START PROVIDED MATERIAL
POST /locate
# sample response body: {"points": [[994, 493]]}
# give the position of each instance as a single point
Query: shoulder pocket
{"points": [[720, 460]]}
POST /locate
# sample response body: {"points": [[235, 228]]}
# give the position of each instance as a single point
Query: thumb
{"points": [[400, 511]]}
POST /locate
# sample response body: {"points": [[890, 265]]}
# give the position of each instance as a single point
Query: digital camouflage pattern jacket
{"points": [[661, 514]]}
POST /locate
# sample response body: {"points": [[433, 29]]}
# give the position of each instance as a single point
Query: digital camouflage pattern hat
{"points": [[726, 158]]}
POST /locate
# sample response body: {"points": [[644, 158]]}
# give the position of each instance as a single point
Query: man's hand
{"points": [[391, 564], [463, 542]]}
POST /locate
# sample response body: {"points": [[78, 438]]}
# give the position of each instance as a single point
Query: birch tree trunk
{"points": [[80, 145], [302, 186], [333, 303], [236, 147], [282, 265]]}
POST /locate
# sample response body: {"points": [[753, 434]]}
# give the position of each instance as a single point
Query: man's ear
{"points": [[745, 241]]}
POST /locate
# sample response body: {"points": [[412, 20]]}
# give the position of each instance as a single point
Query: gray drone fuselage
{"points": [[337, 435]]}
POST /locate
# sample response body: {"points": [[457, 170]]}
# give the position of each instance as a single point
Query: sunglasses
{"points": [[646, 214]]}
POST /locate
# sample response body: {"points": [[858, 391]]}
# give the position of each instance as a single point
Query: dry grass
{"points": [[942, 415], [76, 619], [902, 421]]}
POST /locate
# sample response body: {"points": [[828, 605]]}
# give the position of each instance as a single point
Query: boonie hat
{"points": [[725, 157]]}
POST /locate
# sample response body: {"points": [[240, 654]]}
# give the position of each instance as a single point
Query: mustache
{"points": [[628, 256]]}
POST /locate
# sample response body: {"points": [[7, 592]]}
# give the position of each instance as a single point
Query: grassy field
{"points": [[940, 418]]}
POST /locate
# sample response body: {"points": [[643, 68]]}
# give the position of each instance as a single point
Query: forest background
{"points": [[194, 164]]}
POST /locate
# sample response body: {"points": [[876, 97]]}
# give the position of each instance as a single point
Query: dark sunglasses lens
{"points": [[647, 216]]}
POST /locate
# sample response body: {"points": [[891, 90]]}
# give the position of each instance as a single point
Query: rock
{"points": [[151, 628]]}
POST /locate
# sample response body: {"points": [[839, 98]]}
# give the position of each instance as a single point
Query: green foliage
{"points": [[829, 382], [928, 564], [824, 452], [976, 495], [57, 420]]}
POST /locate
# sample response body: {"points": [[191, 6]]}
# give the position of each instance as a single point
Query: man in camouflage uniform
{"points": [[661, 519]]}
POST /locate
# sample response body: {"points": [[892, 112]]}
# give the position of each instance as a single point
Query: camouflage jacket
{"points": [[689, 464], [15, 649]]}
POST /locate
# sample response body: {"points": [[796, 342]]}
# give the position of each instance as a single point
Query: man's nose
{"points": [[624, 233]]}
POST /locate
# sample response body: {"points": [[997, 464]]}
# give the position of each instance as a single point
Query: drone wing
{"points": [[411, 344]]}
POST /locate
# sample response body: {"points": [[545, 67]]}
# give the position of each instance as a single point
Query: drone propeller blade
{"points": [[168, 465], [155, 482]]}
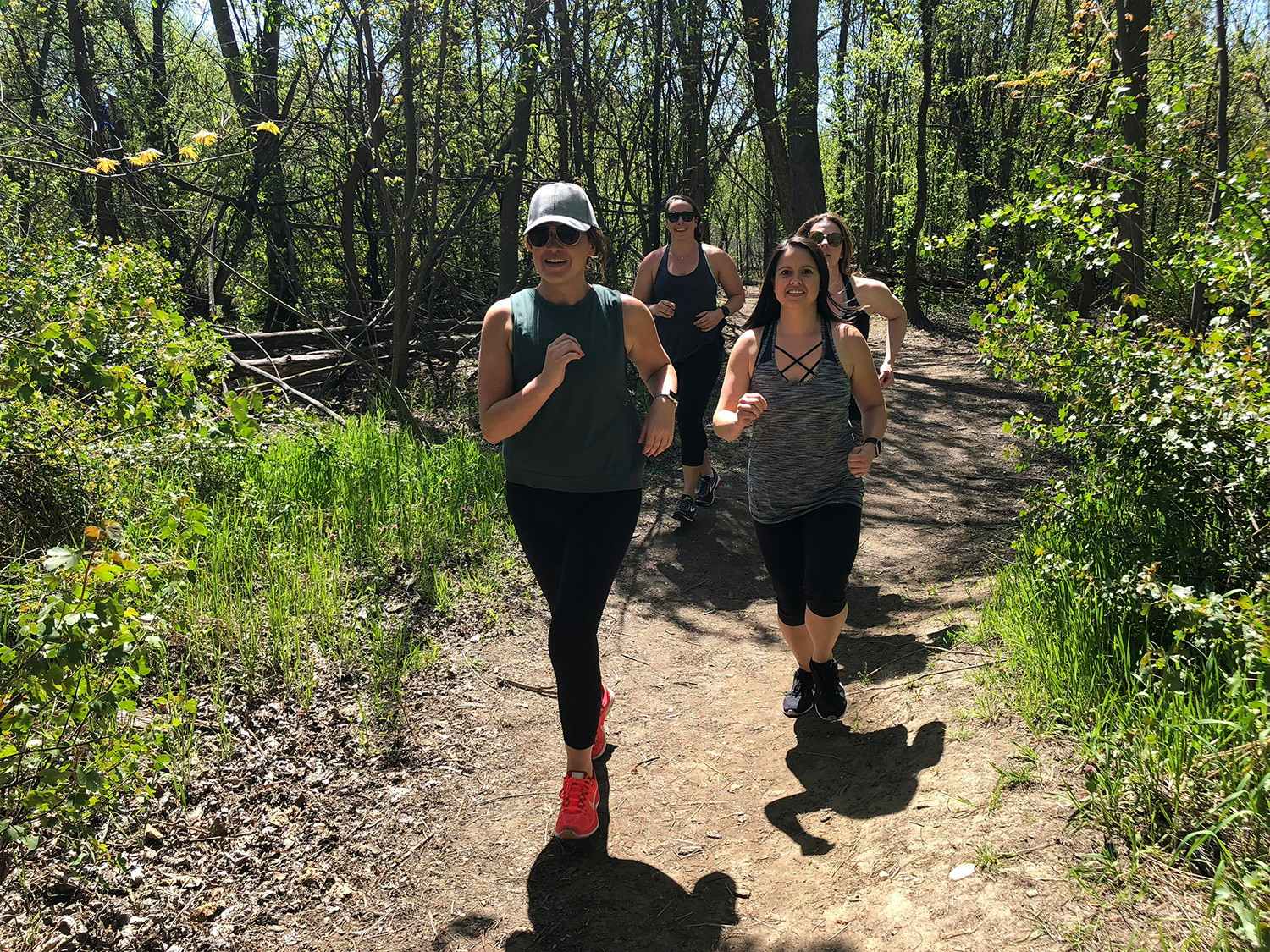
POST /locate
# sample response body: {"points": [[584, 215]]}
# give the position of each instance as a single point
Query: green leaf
{"points": [[58, 559]]}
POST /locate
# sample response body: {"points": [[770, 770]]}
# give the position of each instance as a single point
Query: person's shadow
{"points": [[583, 899], [855, 774]]}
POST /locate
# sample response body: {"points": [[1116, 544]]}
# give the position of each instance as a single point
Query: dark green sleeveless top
{"points": [[586, 437]]}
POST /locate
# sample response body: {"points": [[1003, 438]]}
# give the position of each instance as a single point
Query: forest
{"points": [[246, 246]]}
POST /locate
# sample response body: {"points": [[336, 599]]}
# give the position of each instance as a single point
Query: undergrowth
{"points": [[172, 541]]}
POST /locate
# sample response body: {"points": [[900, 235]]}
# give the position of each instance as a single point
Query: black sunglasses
{"points": [[541, 234]]}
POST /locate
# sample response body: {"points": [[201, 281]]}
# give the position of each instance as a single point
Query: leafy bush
{"points": [[1138, 608], [98, 376], [91, 350]]}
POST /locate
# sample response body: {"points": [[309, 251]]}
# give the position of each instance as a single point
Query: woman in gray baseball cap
{"points": [[551, 388]]}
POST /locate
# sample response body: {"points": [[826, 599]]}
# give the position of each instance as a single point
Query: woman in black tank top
{"points": [[853, 296], [681, 284]]}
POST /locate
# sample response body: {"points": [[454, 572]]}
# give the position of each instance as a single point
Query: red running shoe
{"points": [[606, 701], [578, 801]]}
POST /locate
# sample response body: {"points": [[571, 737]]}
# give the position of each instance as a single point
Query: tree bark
{"points": [[807, 173], [513, 184], [759, 27], [1199, 309], [403, 236], [1130, 45], [566, 109], [912, 279], [840, 81]]}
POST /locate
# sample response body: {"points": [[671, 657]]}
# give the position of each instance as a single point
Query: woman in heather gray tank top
{"points": [[551, 386], [792, 377]]}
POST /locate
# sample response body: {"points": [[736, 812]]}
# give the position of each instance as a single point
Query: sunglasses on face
{"points": [[541, 234]]}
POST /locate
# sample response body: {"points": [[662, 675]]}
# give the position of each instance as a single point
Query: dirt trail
{"points": [[726, 825]]}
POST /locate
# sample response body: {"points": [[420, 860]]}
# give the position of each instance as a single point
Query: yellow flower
{"points": [[146, 157]]}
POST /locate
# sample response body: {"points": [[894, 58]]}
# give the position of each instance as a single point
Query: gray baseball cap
{"points": [[564, 203]]}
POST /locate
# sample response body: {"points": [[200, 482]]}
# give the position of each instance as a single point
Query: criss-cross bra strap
{"points": [[807, 371]]}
END PROVIDED MATERIAL
SET TASK: Each record above should come back exactly the same, only without its pictures.

TASK SOLUTION:
POST /locate
# sample response body: {"points": [[994, 493]]}
# give the position of each instance as a single point
Query: shoulder pocket
{"points": [[720, 460]]}
POST /locate
# sample response body: {"points": [[235, 228]]}
# give the position of each instance as a single point
Query: thumb
{"points": [[400, 511]]}
POST /locate
# sample response body: {"points": [[890, 265]]}
# give the position of each instance as a single point
Query: digital camouflage pattern jacket
{"points": [[661, 514]]}
POST /locate
# sample response body: {"points": [[433, 29]]}
# give the position of each instance as a single point
Query: digital camouflage pattern hat
{"points": [[726, 158]]}
POST /locate
# sample response body: {"points": [[644, 158]]}
# give the position of each instance as a single point
Query: man's hand
{"points": [[391, 564], [463, 542]]}
POST /locate
# sample response body: {"points": [[78, 438]]}
# give the position of each instance as a single point
Query: birch tree trunk
{"points": [[80, 145], [302, 186], [333, 303], [236, 147], [282, 265]]}
POST /locate
# sample response body: {"points": [[753, 434]]}
# give the position of each instance as a single point
Query: man's ear
{"points": [[745, 241]]}
POST /locate
# sample response body: {"points": [[412, 20]]}
# give the position of each instance as a single point
Query: gray drone fuselage
{"points": [[337, 435]]}
POST /locate
# sample response body: {"points": [[457, 170]]}
# give the position of each instance as a single point
Query: sunglasses
{"points": [[646, 214]]}
POST /locate
# sample response body: {"points": [[858, 391]]}
# give the position of each instance as a single point
Query: dry grass
{"points": [[942, 415], [76, 619], [902, 421]]}
POST /locate
# sample response body: {"points": [[828, 605]]}
# give the position of each instance as a single point
Query: boonie hat
{"points": [[725, 157]]}
POST /locate
# sample response body: {"points": [[240, 654]]}
# give the position of each instance as a single point
Query: mustache
{"points": [[628, 256]]}
POST /locate
# sample response body: {"points": [[7, 592]]}
# give the position of each instance as a single point
Query: grassy field
{"points": [[940, 418]]}
POST /locate
# sample response body: {"points": [[643, 68]]}
# give the position of each instance as a single point
Query: forest background
{"points": [[194, 164]]}
POST /locate
# sample response body: {"points": [[876, 97]]}
# give the position of each instance as a single point
Query: dark sunglasses lens
{"points": [[647, 216]]}
POST /locate
# sample response body: {"points": [[891, 90]]}
# give the position of each instance as a single point
Query: rock
{"points": [[151, 628]]}
POST /locate
# sample response body: {"points": [[839, 98]]}
# give the position of each instance as a single point
Query: green foliage
{"points": [[829, 382], [928, 564], [824, 452], [976, 495], [57, 420]]}
POST /locate
# sample response body: {"points": [[191, 6]]}
# give the position of each instance as a single point
Query: man in camouflage uniform
{"points": [[661, 519]]}
POST /locate
# sample response body: {"points": [[892, 112]]}
# give the position of each instance as a single point
Query: camouflage jacket
{"points": [[689, 464], [15, 649]]}
POST /locate
# sample response body: {"points": [[796, 342]]}
# give the position of each instance as a single point
Query: man's nose
{"points": [[624, 233]]}
POST /locate
# sample response body: {"points": [[997, 464]]}
# give the position of each instance as a single point
Query: drone wing
{"points": [[411, 344]]}
POST /locate
# sample response body: {"points": [[545, 67]]}
# give the position of each instance as a single point
Query: drone propeller blade
{"points": [[168, 465], [155, 482]]}
POST /locate
# sample response body: {"points": [[584, 215]]}
# give the position of each instance as a single point
Query: green leaf
{"points": [[58, 559]]}
POST /locate
# sample response body: {"points": [[770, 770]]}
# give the position of each instance as a single point
Query: person's shadow
{"points": [[583, 899], [855, 774]]}
POST /locate
# sample response body: {"points": [[1116, 544]]}
# give the position of each instance as a single point
Query: dark green sleeveless top
{"points": [[586, 437]]}
POST /locate
# sample response body: {"points": [[1003, 438]]}
# give the position of each instance as a single point
Query: forest
{"points": [[246, 246]]}
POST /locate
# sample response body: {"points": [[336, 599]]}
# give the position of each instance as a single point
Query: undergrowth
{"points": [[172, 541]]}
POST /locate
# sample response body: {"points": [[900, 235]]}
# give the position of each instance as a single point
Query: black sunglasses
{"points": [[541, 234]]}
POST /locate
# sample response body: {"points": [[201, 281]]}
# give the position of each instance as a single point
Query: leafy bush
{"points": [[1138, 608], [98, 376], [91, 350]]}
POST /locate
# sample response body: {"points": [[309, 251]]}
# give the position of each instance as a single point
Query: woman in gray baseball cap
{"points": [[551, 388]]}
POST /locate
# sample response body: {"points": [[826, 599]]}
# give the position of each instance as a single point
Query: woman in black tank top
{"points": [[853, 296], [681, 284]]}
POST /locate
# sample response body: {"points": [[454, 572]]}
# give the position of each instance as a single point
Query: red running shoe
{"points": [[606, 701], [578, 801]]}
POST /locate
# sample response body: {"points": [[571, 737]]}
# give the position of each instance as a single point
Query: tree bark
{"points": [[807, 173], [513, 184], [759, 27], [1199, 309], [403, 236], [1130, 45], [566, 109], [912, 279], [840, 81]]}
POST /locate
# sample response body: {"points": [[671, 657]]}
# give the position of each instance as a single point
Query: woman in heather gray tank top
{"points": [[551, 386], [792, 377]]}
POST /locate
# sample response body: {"points": [[736, 812]]}
# give the position of each instance as a single point
Query: sunglasses on face
{"points": [[541, 234]]}
POST /locate
# sample response body: {"points": [[662, 675]]}
# give the position of each instance as a single point
Query: dirt trail
{"points": [[726, 825]]}
POST /locate
# sample response body: {"points": [[420, 860]]}
# give the position of each instance as a single point
Query: yellow flower
{"points": [[146, 157]]}
POST /locate
# sample response body: {"points": [[894, 58]]}
# give the position of each instance as a single point
Query: gray baseball cap
{"points": [[564, 203]]}
POST /locate
# sample response body: {"points": [[200, 482]]}
# give the position of each instance as a single point
Query: criss-cross bra strap
{"points": [[807, 371]]}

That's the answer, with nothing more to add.